- **EXERCISE**:
Find every line below with the word "water" in it, and copy each one.

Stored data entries
* * *

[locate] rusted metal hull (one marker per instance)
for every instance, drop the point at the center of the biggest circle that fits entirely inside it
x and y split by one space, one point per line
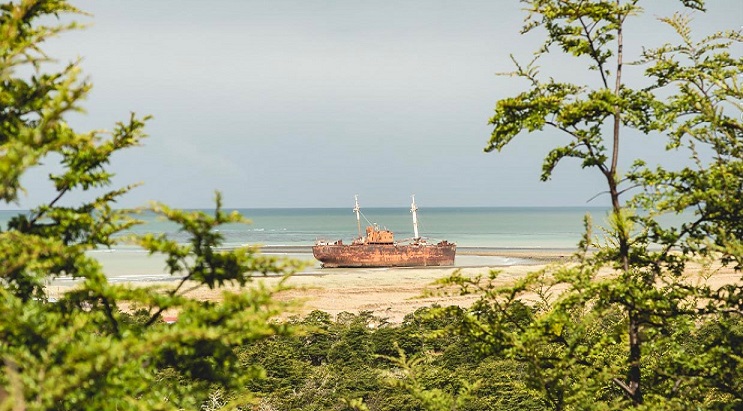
385 255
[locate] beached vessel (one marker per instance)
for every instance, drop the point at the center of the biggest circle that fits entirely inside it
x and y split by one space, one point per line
379 249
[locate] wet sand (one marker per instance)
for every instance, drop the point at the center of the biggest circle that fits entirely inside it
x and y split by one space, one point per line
390 293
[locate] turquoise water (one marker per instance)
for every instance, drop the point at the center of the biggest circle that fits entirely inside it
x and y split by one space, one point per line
290 233
468 227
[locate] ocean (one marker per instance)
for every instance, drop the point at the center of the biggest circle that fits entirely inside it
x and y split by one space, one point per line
291 231
468 227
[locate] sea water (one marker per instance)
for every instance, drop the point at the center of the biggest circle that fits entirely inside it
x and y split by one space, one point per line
467 227
291 232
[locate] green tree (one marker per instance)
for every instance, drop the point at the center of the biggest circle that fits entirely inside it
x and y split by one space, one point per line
625 325
82 352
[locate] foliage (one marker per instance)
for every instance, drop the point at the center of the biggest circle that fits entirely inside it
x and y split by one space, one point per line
624 326
82 352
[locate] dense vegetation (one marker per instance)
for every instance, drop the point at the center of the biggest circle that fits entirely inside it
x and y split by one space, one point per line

* * *

- **WRITTEN ANSWER**:
[locate] turquoise water (one marker per instance)
[locate] sea water (one marker per instance)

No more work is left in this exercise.